* **Records for the task**
──────────

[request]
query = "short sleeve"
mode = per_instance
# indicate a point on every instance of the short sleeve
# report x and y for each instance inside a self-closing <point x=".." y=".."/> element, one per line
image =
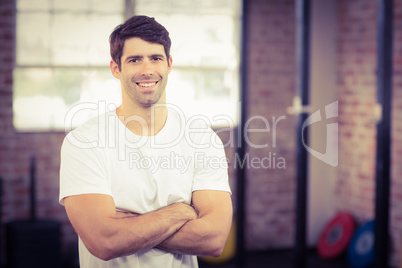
<point x="211" y="165"/>
<point x="82" y="170"/>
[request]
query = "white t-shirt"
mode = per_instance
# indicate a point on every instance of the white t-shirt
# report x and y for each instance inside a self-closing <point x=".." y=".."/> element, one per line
<point x="142" y="173"/>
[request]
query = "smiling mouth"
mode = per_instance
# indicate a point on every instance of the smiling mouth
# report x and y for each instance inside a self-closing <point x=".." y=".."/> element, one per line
<point x="146" y="84"/>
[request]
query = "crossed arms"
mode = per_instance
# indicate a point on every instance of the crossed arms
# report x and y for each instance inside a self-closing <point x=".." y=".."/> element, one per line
<point x="178" y="228"/>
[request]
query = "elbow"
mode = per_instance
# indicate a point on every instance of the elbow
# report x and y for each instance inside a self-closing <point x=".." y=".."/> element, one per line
<point x="102" y="250"/>
<point x="216" y="252"/>
<point x="217" y="247"/>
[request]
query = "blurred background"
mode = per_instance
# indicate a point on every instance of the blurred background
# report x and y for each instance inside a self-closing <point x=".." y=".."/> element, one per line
<point x="55" y="57"/>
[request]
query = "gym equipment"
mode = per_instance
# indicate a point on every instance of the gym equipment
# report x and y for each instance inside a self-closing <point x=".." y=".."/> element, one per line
<point x="336" y="236"/>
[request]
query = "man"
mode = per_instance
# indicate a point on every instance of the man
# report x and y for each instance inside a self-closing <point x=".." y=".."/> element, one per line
<point x="140" y="184"/>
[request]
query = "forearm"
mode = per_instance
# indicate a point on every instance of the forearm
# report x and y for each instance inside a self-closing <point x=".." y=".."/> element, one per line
<point x="111" y="235"/>
<point x="207" y="234"/>
<point x="131" y="235"/>
<point x="197" y="237"/>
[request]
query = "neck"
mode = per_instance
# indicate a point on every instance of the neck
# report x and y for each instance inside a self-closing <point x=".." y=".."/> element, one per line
<point x="143" y="121"/>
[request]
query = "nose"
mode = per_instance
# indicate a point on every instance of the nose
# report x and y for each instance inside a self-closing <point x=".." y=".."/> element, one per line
<point x="146" y="69"/>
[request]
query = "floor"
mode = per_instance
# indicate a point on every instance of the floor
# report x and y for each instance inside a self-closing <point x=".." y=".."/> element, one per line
<point x="278" y="259"/>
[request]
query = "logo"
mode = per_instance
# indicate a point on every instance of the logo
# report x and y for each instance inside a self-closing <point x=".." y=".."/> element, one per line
<point x="330" y="156"/>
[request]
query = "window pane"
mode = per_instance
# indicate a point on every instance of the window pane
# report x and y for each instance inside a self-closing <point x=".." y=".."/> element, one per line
<point x="101" y="26"/>
<point x="107" y="6"/>
<point x="43" y="97"/>
<point x="33" y="39"/>
<point x="33" y="5"/>
<point x="70" y="5"/>
<point x="89" y="45"/>
<point x="228" y="7"/>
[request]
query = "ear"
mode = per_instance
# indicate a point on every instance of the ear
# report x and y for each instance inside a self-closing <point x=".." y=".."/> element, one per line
<point x="170" y="64"/>
<point x="115" y="69"/>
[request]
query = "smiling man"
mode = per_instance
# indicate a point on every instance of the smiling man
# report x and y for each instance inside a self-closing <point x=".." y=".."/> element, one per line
<point x="130" y="215"/>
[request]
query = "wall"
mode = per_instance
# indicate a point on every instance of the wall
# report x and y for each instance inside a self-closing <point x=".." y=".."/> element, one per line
<point x="16" y="148"/>
<point x="357" y="59"/>
<point x="270" y="190"/>
<point x="271" y="70"/>
<point x="323" y="91"/>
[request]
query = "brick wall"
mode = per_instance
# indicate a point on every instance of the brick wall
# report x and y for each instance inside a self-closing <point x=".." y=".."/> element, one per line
<point x="357" y="60"/>
<point x="357" y="95"/>
<point x="270" y="190"/>
<point x="16" y="148"/>
<point x="271" y="71"/>
<point x="271" y="85"/>
<point x="396" y="156"/>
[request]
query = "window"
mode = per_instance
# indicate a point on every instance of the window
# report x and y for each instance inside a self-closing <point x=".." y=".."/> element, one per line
<point x="62" y="58"/>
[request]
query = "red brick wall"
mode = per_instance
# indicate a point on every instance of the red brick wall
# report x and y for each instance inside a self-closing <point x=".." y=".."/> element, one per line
<point x="270" y="191"/>
<point x="16" y="148"/>
<point x="271" y="71"/>
<point x="396" y="164"/>
<point x="357" y="94"/>
<point x="357" y="60"/>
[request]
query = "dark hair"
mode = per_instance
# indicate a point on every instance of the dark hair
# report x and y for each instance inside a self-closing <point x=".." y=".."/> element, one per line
<point x="146" y="28"/>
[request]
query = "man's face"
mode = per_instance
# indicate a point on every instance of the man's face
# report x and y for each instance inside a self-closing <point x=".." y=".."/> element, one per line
<point x="144" y="72"/>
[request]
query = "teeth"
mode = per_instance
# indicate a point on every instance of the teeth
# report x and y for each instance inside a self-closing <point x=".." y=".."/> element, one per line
<point x="146" y="84"/>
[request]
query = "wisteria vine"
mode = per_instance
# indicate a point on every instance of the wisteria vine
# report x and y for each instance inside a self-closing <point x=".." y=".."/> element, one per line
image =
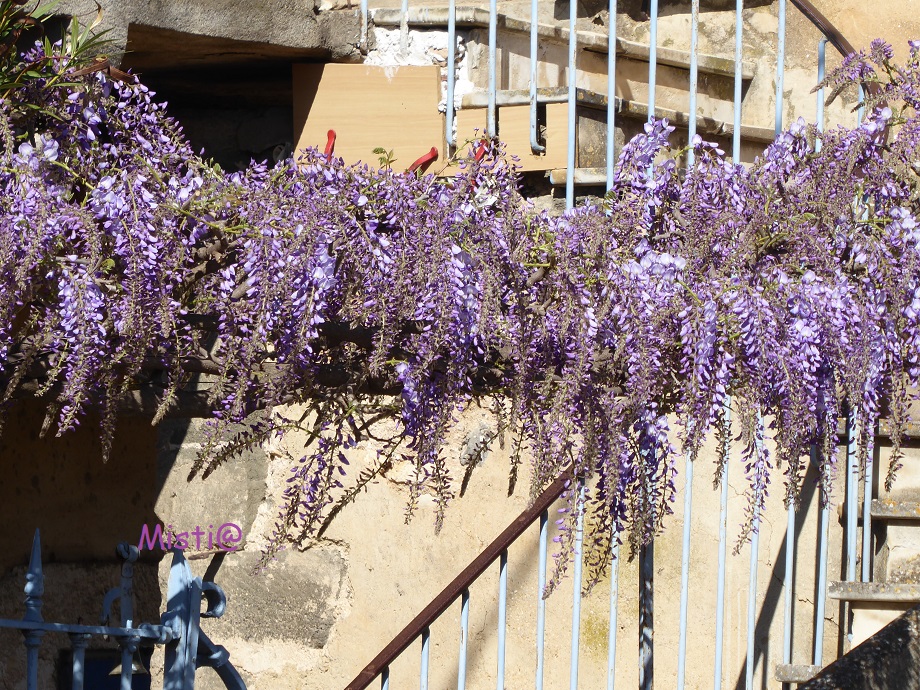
<point x="607" y="340"/>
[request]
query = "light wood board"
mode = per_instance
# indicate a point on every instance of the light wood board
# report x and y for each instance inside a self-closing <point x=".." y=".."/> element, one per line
<point x="369" y="107"/>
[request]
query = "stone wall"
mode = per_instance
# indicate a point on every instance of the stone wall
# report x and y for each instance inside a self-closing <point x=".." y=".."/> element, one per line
<point x="316" y="616"/>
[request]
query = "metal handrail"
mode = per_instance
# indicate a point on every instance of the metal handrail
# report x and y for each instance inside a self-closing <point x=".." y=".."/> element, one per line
<point x="498" y="549"/>
<point x="461" y="583"/>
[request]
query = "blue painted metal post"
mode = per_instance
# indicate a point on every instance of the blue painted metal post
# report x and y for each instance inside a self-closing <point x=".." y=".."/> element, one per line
<point x="611" y="89"/>
<point x="694" y="79"/>
<point x="572" y="74"/>
<point x="685" y="571"/>
<point x="852" y="432"/>
<point x="819" y="117"/>
<point x="789" y="582"/>
<point x="426" y="653"/>
<point x="646" y="615"/>
<point x="612" y="628"/>
<point x="780" y="64"/>
<point x="404" y="28"/>
<point x="128" y="647"/>
<point x="35" y="589"/>
<point x="723" y="543"/>
<point x="502" y="616"/>
<point x="867" y="512"/>
<point x="449" y="137"/>
<point x="739" y="74"/>
<point x="364" y="23"/>
<point x="535" y="145"/>
<point x="652" y="57"/>
<point x="541" y="602"/>
<point x="752" y="602"/>
<point x="464" y="636"/>
<point x="752" y="582"/>
<point x="821" y="593"/>
<point x="78" y="643"/>
<point x="491" y="116"/>
<point x="576" y="583"/>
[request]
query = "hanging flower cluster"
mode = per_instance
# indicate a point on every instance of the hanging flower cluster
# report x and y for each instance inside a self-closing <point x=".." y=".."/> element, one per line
<point x="609" y="339"/>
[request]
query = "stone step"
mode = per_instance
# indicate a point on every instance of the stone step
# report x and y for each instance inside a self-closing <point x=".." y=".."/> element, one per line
<point x="584" y="177"/>
<point x="885" y="509"/>
<point x="795" y="673"/>
<point x="874" y="592"/>
<point x="436" y="17"/>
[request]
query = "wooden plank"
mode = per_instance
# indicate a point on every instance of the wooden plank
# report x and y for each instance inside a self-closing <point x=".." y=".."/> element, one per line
<point x="369" y="107"/>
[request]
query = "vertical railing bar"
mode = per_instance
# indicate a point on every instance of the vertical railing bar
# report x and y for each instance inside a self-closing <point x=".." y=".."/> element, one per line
<point x="819" y="119"/>
<point x="404" y="28"/>
<point x="464" y="636"/>
<point x="364" y="24"/>
<point x="570" y="152"/>
<point x="128" y="647"/>
<point x="752" y="581"/>
<point x="646" y="616"/>
<point x="789" y="583"/>
<point x="78" y="642"/>
<point x="541" y="602"/>
<point x="449" y="138"/>
<point x="723" y="543"/>
<point x="752" y="601"/>
<point x="852" y="432"/>
<point x="426" y="650"/>
<point x="612" y="629"/>
<point x="694" y="79"/>
<point x="535" y="145"/>
<point x="611" y="90"/>
<point x="34" y="590"/>
<point x="685" y="570"/>
<point x="867" y="476"/>
<point x="821" y="593"/>
<point x="502" y="616"/>
<point x="739" y="75"/>
<point x="491" y="123"/>
<point x="867" y="514"/>
<point x="576" y="581"/>
<point x="652" y="57"/>
<point x="780" y="65"/>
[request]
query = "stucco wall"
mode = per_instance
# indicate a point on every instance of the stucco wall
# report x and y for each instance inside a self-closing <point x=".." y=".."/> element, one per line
<point x="317" y="616"/>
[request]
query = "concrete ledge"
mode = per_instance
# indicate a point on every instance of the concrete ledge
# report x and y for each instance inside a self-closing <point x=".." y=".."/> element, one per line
<point x="595" y="42"/>
<point x="888" y="509"/>
<point x="889" y="660"/>
<point x="873" y="591"/>
<point x="626" y="108"/>
<point x="584" y="177"/>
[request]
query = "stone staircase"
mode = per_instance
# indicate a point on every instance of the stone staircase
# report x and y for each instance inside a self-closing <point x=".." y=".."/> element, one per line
<point x="716" y="70"/>
<point x="895" y="585"/>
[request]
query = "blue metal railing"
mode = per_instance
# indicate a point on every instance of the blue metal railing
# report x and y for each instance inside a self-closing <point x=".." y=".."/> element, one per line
<point x="187" y="647"/>
<point x="499" y="549"/>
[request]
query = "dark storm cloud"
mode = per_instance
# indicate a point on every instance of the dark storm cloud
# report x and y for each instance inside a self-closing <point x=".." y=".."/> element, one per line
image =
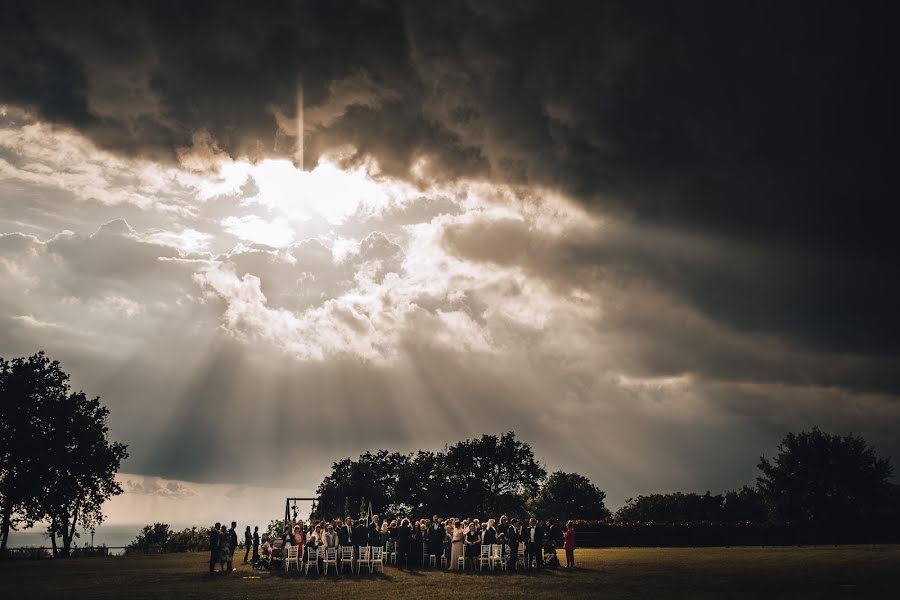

──────────

* **Work instruction**
Take every line above that includes the string "brick" and return it.

* **Solution for this problem**
query = "brick wall"
# indicate a point on every instance of the brick wall
query = "red brick wall"
# indicate a point on every instance of the red brick wall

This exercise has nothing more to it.